→ **EXERCISE REQUIREMENTS**
Rewrite the records below with "innermost point" changed to "central point" throughout, leaving everything else unchanged and omitting the pictures.

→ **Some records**

▼▼▼

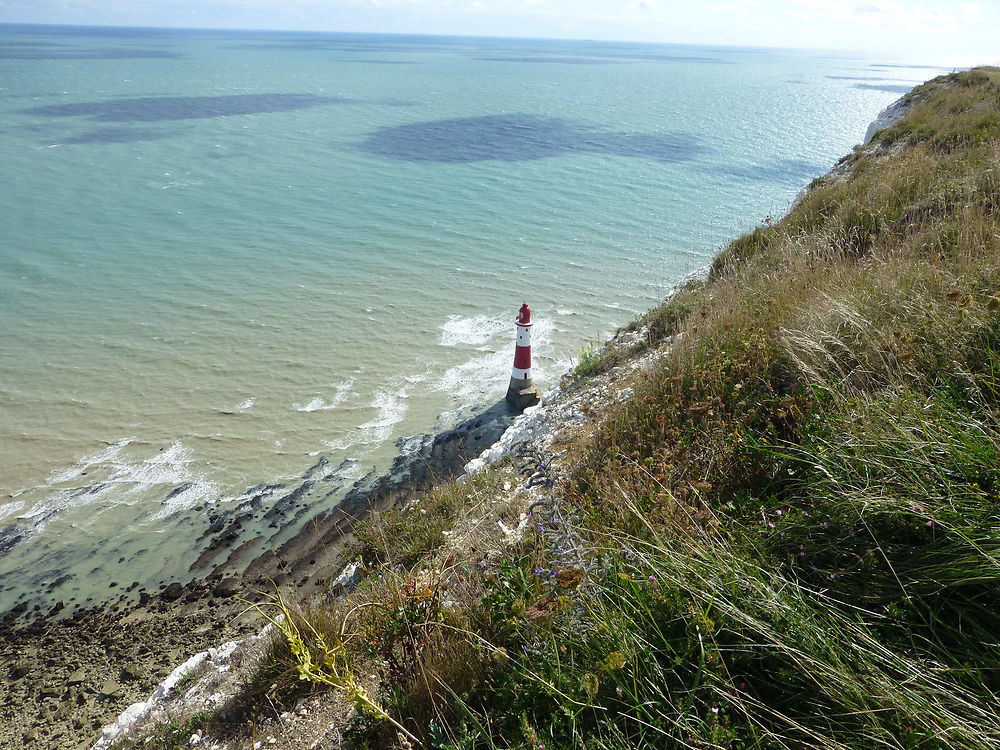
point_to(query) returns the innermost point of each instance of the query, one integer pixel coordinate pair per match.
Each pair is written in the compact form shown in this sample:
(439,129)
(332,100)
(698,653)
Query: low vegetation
(787,537)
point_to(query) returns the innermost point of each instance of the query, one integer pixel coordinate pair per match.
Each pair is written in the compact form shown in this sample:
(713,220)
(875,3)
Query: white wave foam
(318,403)
(6,511)
(390,406)
(475,331)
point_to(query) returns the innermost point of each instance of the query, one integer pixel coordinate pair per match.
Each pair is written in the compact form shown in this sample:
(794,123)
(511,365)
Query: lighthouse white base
(522,393)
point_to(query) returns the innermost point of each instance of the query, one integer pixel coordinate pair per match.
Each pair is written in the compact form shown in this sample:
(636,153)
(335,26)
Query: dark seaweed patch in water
(913,67)
(520,138)
(9,538)
(781,171)
(554,60)
(109,53)
(114,135)
(164,108)
(869,79)
(890,87)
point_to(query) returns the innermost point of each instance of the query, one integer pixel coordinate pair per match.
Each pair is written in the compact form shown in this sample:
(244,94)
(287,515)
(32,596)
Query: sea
(237,264)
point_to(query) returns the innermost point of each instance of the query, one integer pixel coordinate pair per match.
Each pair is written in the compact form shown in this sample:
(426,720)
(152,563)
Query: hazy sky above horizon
(938,32)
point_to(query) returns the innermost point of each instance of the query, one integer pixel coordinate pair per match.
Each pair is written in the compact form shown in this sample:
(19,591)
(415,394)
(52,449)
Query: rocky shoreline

▲▲▲

→ **SOLUTION FOR THIS PROBLEM**
point_to(query) returns the central point of each instance of the query, one integer pixel coordinate pair per match.
Each pair is written in the compact form shown in this sample:
(439,129)
(332,100)
(698,653)
Query: low vegetation
(787,537)
point_to(query) returns the central point of each instance of the query, one integer pixel coordinate pair per match.
Each pair is written in the compact form shown in this sample:
(713,220)
(875,3)
Query: white wave foam
(318,403)
(6,511)
(390,406)
(475,331)
point_to(query) returns the central point of each instance of the query, one integer pixel coordinate pair per match.
Each pair is written in the compact form shown in this sample:
(794,123)
(511,365)
Query: lighthouse white base
(522,393)
point_to(query) returns the central point of each instance of the query, one integer pixel coordinate pair per match.
Each pair is written in the compact form shown in this sample:
(636,153)
(335,26)
Query: dark seaweed patch in water
(913,67)
(520,138)
(9,538)
(781,171)
(554,60)
(109,53)
(114,135)
(164,108)
(869,79)
(890,87)
point_to(query) returns the central point of each instance of the query, one integer pixel coordinate pair per match.
Each pair is written in the compact form shown in this sample:
(244,94)
(287,515)
(32,596)
Query: sea
(237,264)
point_to(query) returns the central point of each instance of the query, one integer pixel coordinate pair per match.
Each pair is written in the compact form shown in this sample:
(426,720)
(152,563)
Query: hazy sky above horizon
(938,32)
point_to(query) returns the central point of each instance of the query, one integer pixel coordinate pair per match.
Each pair is written in the compact form shown in this sample:
(19,591)
(415,394)
(52,449)
Query: rocky shoreline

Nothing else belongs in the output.